■ 選んだ抜粋 ■

行間を読む 72 <自然は「真や善の『拠り所』」>

Y-Sanaさんからいただいたこちらのコメントの、「『母乳哺育の歴史』あたりで検索して昭和の戦前戦後あたりを読めばいいのに」を読みながら、そういえば最近はそのキーワードで検索していなかったと思い、私も検索してみました。


ブログを始めた頃は、私もそのキーワードでたどり着いた論文や他の方のブログなどを読んでいたのですが、「自然なお産」と同じく我田引水的なものを感じ取ることが多い印象でした。
自分が言ってもらいたいことの補強のために、歴史や証言を切り取って使うとでもいうのでしょうか。
「歴史」とか「事実」というのは、難しいですね。


さて、久しぶりに検索して、以前読んだ記憶がないものを見つけました。
「母乳をめぐる自然概念の歴史的変遷」(梶谷真司氏、日本医学史学雑誌 第56巻第3号(2010))です。
この著者のお名前は、「母乳の自然主義とその歴史的変遷」という公開されている論文で以前でだいぶ前に知りました。
論文を読みこなせる能力はないのですが、ざっと読むと母乳についての捉え方の変遷が「中立的な立場」で書かれている印象で、興味深く読みました。

■ 課題の条件 ■
上の抜粋を二文で要約せよ。

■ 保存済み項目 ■
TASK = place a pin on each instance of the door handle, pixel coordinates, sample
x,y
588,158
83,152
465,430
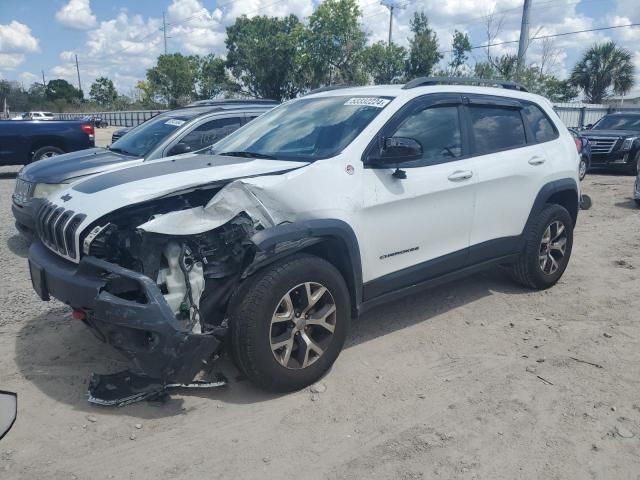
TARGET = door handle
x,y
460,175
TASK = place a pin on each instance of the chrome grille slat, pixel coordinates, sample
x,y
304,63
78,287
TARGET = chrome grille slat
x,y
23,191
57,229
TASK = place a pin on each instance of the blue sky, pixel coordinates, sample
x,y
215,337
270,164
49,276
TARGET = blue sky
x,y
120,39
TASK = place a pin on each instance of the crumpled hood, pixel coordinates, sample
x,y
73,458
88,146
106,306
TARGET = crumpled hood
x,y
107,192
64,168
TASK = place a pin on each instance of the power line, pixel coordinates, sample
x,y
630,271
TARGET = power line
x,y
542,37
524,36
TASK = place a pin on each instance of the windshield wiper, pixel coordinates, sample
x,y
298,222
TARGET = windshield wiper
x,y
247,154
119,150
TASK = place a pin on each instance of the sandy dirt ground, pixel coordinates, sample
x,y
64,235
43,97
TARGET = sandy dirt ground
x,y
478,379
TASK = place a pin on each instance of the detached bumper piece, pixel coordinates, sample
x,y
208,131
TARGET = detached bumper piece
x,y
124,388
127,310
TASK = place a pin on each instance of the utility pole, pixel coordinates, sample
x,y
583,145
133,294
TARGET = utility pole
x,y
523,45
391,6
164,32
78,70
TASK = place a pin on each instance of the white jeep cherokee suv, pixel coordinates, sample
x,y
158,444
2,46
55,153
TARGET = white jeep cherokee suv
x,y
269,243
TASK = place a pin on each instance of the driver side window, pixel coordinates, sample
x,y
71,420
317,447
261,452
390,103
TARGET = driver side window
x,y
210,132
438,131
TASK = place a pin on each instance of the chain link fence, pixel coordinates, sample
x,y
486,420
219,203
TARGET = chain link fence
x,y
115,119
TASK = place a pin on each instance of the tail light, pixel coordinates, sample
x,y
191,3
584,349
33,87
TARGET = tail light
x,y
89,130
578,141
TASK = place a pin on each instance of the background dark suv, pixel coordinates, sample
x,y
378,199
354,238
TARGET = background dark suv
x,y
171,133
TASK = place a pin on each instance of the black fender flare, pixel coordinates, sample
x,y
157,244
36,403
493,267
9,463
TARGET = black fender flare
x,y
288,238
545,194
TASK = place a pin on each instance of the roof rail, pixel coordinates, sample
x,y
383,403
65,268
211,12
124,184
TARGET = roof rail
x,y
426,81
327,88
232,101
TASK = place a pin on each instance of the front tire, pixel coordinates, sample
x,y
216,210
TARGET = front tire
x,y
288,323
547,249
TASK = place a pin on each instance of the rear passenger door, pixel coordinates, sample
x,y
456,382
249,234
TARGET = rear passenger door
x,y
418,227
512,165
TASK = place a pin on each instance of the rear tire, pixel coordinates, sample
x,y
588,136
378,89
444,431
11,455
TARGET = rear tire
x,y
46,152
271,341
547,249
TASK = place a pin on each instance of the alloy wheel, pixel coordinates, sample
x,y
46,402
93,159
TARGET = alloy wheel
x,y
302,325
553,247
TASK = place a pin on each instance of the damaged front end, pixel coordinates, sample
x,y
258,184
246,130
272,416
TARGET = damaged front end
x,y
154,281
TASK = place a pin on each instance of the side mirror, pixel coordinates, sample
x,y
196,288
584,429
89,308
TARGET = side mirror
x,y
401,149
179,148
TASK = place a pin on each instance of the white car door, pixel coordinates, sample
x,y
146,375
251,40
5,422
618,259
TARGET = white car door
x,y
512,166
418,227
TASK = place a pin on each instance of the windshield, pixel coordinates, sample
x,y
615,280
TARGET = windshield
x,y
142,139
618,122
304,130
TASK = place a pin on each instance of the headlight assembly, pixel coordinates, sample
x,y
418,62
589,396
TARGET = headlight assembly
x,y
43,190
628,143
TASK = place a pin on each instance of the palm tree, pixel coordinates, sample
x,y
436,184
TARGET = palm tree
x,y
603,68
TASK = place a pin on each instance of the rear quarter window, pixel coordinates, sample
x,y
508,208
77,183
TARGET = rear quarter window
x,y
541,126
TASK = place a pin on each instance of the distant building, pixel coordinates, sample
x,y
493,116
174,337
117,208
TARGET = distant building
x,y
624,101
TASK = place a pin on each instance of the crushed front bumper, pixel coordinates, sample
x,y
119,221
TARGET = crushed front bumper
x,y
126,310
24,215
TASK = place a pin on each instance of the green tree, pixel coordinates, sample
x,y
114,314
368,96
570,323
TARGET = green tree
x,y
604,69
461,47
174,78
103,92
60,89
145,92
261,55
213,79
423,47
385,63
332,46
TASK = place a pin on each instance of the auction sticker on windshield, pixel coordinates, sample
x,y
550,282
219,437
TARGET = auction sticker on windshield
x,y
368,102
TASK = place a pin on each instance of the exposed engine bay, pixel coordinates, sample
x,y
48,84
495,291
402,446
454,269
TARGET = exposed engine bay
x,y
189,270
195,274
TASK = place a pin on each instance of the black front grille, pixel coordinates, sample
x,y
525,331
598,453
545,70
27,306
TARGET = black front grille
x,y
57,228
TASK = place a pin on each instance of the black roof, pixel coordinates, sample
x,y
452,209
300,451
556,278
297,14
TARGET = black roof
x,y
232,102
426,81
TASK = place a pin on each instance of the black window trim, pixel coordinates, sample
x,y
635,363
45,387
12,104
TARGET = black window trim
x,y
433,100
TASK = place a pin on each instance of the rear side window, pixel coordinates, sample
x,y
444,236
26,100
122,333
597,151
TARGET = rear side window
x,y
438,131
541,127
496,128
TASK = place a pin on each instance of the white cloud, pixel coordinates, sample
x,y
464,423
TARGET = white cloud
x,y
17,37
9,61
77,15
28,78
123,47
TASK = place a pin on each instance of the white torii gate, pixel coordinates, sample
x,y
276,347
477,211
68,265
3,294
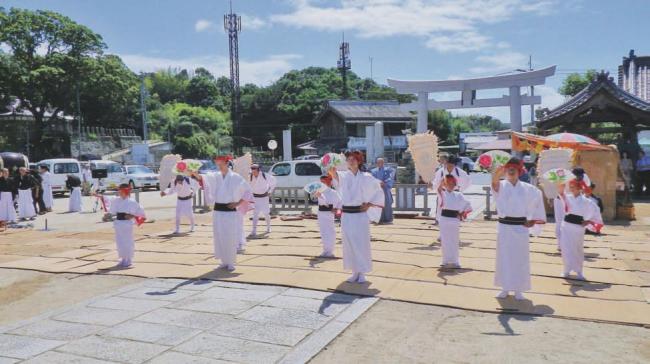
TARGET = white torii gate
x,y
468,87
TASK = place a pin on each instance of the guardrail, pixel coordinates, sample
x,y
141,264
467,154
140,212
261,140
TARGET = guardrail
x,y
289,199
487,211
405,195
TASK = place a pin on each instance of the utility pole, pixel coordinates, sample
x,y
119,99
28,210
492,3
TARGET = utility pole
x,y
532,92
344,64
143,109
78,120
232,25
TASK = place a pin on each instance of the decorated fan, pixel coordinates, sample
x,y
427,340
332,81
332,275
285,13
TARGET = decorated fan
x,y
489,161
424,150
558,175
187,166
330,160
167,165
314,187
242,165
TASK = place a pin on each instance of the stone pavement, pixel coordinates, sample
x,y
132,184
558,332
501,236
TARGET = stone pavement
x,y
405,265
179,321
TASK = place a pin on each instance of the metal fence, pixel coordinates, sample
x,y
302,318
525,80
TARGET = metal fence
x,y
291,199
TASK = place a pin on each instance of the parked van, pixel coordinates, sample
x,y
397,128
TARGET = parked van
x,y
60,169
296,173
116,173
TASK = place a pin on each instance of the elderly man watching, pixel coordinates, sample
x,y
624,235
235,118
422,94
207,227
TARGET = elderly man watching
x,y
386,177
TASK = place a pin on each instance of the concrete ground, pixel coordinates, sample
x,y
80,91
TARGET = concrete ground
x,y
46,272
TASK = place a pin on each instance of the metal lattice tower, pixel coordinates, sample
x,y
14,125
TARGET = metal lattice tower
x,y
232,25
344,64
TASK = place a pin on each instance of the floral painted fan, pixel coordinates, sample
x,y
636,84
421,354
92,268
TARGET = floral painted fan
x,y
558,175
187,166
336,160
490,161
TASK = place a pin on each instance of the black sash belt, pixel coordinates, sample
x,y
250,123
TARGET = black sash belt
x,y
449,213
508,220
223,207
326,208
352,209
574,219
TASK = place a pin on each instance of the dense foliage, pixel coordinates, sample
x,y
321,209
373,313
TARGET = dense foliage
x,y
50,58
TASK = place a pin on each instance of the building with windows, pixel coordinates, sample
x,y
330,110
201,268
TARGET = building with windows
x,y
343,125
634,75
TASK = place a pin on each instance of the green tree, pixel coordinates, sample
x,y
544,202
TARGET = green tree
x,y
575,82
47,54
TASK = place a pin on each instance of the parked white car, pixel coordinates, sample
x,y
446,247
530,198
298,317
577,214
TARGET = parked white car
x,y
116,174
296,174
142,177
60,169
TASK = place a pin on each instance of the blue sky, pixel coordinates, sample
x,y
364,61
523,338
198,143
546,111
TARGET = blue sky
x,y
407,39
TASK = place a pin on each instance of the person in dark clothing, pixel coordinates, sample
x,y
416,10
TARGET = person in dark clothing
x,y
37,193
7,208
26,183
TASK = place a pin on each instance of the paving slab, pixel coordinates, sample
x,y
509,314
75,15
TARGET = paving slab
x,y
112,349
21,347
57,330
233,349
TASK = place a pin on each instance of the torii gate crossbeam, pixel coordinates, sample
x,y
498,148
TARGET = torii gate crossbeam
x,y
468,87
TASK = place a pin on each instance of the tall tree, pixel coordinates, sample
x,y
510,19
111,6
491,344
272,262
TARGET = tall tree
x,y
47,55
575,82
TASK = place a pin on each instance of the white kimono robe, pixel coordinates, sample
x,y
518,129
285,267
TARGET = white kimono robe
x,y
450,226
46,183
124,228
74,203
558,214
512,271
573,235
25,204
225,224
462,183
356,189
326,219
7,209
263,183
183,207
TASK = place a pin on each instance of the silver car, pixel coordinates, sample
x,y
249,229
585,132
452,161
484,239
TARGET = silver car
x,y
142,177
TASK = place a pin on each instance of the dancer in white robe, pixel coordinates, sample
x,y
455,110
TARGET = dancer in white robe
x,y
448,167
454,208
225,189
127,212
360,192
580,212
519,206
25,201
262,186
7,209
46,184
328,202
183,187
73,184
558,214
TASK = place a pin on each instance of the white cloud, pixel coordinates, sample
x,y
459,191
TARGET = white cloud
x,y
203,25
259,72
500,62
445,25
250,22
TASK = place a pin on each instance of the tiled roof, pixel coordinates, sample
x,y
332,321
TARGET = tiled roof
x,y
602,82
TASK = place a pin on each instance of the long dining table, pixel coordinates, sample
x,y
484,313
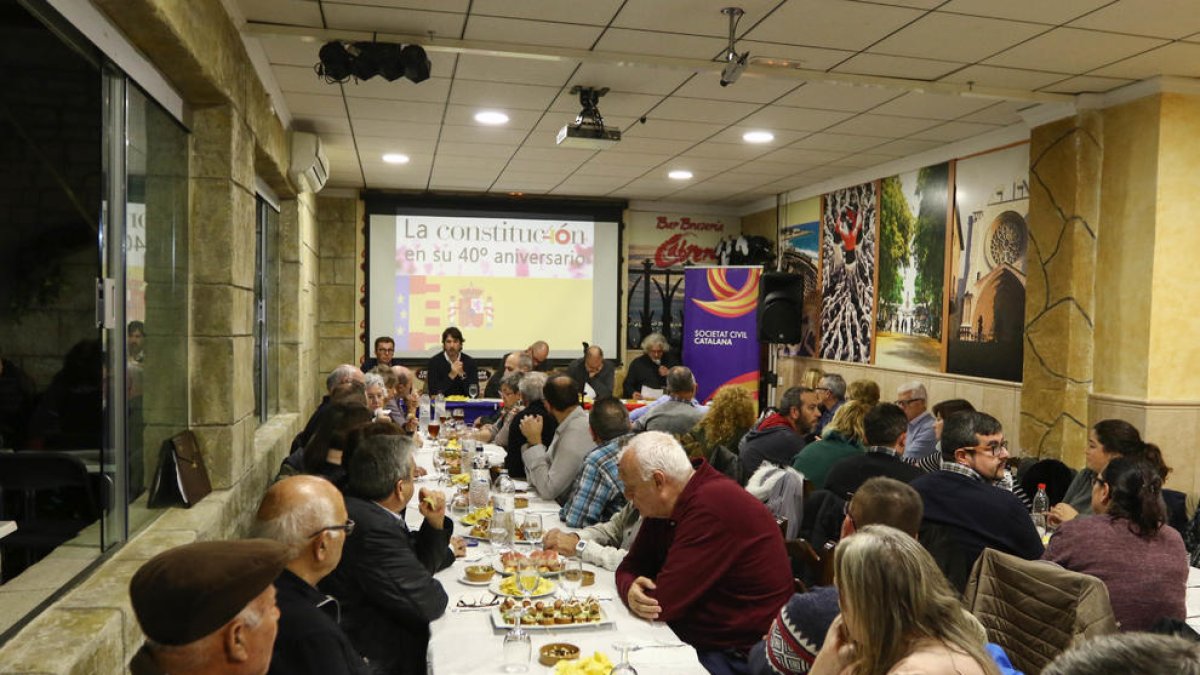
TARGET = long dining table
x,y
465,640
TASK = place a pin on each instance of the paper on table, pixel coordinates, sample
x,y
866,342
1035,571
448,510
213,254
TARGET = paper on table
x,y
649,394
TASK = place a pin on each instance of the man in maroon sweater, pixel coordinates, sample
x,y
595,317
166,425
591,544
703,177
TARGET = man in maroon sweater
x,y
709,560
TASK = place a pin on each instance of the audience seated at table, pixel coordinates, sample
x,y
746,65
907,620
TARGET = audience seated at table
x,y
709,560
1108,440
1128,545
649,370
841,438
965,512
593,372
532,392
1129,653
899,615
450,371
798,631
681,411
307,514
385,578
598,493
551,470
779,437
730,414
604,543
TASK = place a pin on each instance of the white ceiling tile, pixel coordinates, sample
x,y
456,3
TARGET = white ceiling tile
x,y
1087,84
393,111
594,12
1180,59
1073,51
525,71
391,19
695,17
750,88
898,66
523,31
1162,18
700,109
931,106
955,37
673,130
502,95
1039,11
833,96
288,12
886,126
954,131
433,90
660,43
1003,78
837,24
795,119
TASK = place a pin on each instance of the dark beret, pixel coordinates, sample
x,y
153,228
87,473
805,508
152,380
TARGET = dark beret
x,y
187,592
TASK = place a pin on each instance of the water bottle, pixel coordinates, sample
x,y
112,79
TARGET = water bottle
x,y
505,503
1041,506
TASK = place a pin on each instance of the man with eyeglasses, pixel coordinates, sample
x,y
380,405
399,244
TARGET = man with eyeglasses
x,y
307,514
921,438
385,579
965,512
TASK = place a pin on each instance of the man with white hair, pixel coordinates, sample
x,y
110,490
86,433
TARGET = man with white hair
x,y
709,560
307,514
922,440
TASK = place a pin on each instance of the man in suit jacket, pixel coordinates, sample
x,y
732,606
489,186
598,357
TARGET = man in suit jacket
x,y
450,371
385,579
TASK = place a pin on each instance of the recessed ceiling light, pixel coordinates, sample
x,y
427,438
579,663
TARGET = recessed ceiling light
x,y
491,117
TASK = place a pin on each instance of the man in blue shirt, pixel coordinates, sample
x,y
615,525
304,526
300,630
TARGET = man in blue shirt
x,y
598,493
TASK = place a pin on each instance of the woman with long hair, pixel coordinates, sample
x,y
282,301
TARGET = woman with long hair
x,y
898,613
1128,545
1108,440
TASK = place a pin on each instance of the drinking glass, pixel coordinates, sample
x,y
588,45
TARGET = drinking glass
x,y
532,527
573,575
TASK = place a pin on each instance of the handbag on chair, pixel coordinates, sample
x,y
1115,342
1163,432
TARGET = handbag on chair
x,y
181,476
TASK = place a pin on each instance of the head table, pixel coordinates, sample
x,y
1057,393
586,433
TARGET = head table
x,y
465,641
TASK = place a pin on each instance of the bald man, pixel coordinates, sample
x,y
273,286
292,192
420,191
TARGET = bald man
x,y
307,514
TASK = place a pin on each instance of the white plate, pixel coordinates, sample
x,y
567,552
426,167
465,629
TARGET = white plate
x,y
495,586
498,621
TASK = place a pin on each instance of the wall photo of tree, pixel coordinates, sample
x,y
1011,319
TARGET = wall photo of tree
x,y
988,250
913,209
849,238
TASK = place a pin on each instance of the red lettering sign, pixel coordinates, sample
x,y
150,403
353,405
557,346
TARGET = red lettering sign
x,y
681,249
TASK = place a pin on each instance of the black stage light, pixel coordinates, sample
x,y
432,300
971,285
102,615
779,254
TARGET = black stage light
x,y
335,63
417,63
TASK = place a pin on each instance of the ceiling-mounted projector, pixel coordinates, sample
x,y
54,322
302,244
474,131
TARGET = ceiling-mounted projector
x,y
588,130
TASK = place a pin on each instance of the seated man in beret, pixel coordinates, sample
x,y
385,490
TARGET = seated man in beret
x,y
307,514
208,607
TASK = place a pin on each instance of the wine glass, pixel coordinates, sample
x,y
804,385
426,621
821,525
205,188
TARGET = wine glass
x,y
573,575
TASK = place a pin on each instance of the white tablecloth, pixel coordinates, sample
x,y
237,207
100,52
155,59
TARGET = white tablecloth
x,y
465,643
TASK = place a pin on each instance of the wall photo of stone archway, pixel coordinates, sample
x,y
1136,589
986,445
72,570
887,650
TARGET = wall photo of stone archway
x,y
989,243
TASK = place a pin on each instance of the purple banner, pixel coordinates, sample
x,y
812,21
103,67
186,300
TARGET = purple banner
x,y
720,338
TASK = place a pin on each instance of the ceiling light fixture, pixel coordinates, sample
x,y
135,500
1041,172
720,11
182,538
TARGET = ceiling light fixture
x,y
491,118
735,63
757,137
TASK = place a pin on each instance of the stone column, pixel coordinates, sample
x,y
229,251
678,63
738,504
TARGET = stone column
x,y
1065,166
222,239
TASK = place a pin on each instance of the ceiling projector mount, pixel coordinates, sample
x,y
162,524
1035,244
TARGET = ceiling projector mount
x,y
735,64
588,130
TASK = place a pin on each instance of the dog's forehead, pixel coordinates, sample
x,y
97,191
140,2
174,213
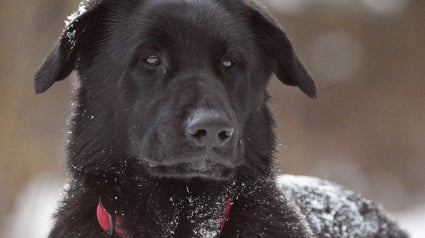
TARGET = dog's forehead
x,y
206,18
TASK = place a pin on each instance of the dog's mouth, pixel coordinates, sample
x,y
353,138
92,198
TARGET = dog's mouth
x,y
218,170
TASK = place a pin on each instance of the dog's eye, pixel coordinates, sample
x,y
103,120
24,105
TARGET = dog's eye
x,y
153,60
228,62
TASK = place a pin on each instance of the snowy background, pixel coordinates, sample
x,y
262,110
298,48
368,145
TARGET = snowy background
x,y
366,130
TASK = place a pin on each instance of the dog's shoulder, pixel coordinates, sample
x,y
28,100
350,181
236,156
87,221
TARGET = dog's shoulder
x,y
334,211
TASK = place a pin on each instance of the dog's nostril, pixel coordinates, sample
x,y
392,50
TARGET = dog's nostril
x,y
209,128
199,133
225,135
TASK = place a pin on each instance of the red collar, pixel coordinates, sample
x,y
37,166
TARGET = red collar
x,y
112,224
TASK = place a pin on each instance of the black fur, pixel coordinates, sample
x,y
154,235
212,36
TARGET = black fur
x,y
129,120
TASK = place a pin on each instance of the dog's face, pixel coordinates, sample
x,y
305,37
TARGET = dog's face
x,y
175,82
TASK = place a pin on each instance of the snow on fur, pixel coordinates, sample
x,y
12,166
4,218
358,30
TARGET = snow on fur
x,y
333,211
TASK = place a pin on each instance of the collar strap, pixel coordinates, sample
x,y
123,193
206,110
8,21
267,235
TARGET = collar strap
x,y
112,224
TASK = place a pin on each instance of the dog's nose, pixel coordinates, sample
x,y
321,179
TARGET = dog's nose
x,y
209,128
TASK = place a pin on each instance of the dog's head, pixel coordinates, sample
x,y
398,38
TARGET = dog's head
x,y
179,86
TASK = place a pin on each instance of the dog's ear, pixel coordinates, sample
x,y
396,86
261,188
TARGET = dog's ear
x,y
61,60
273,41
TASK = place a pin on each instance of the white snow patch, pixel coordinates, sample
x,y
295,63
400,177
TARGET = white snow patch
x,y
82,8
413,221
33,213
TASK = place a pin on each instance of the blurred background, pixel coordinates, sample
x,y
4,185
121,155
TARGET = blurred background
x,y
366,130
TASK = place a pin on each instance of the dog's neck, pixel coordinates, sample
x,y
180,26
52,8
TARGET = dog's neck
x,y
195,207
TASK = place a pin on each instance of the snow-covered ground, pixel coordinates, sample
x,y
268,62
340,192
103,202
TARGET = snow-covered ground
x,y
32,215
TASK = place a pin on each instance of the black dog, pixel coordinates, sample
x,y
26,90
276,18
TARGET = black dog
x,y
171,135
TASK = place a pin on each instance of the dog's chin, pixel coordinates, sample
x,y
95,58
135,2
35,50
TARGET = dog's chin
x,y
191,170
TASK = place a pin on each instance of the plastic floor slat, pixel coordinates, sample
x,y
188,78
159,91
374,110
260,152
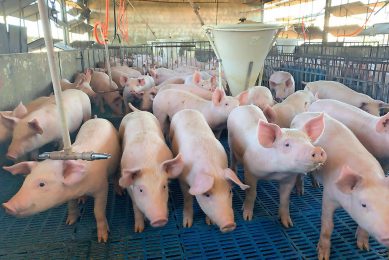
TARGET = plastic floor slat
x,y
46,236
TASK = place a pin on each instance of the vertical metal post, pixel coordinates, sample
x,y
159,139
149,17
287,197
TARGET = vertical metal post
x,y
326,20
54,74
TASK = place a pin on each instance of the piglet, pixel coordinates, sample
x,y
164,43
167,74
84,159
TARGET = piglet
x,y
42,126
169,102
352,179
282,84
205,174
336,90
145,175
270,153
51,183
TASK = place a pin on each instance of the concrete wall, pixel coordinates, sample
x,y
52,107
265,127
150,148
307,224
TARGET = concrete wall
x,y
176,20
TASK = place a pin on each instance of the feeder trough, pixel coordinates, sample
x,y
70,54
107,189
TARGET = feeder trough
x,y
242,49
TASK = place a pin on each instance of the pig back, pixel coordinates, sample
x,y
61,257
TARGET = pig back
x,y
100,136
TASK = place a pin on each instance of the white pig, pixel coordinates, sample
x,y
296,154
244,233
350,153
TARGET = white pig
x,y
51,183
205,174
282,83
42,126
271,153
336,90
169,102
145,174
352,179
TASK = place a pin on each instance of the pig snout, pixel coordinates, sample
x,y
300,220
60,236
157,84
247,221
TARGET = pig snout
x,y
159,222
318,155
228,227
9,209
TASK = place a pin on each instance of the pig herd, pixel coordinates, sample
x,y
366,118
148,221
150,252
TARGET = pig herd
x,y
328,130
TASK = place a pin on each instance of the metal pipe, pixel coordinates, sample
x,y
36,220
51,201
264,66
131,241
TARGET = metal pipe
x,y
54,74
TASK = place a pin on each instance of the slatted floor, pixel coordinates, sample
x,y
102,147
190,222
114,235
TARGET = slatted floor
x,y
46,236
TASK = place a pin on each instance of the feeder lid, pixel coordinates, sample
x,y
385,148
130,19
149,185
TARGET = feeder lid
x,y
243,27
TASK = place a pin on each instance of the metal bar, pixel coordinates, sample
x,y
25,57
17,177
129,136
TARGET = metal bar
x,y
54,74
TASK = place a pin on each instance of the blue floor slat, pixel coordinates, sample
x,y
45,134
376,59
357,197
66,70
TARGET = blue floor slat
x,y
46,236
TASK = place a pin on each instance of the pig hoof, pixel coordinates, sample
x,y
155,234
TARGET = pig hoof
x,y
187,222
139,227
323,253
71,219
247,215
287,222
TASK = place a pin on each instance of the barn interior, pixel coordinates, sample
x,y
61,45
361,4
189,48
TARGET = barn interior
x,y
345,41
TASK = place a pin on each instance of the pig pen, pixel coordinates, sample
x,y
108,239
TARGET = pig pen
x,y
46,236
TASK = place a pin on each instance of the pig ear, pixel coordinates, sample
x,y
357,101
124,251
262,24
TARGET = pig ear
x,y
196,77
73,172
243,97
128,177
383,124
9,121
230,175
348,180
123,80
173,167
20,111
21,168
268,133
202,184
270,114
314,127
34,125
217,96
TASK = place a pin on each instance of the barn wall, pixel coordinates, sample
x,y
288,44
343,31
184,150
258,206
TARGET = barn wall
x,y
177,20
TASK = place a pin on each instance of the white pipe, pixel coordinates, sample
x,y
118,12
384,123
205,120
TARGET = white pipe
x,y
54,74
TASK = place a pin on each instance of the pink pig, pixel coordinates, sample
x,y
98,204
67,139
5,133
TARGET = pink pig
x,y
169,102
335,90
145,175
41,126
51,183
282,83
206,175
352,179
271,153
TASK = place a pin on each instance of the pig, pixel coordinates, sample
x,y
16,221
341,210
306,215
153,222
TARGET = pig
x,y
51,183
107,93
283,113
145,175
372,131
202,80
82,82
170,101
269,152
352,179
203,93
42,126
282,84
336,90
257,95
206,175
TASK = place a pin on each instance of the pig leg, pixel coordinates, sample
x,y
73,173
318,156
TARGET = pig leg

■ 課題の結果 ■
コメントをきっかけに「母乳哺育の歴史」で久しぶりに検索した筆者は、ブログを始めた頃にそのキーワードで読んだ論文やブログについて、言ってもらいたいことの補強のために歴史や証言を切り取るような我田引水的なものを感じることが多かった。今回は以前読んだ記憶のない梶谷真司氏の論文「母乳をめぐる自然概念の歴史的変遷」を見つけ、母乳の捉え方の変遷が「中立的な立場」で書かれている印象を受けて興味深く読んだ。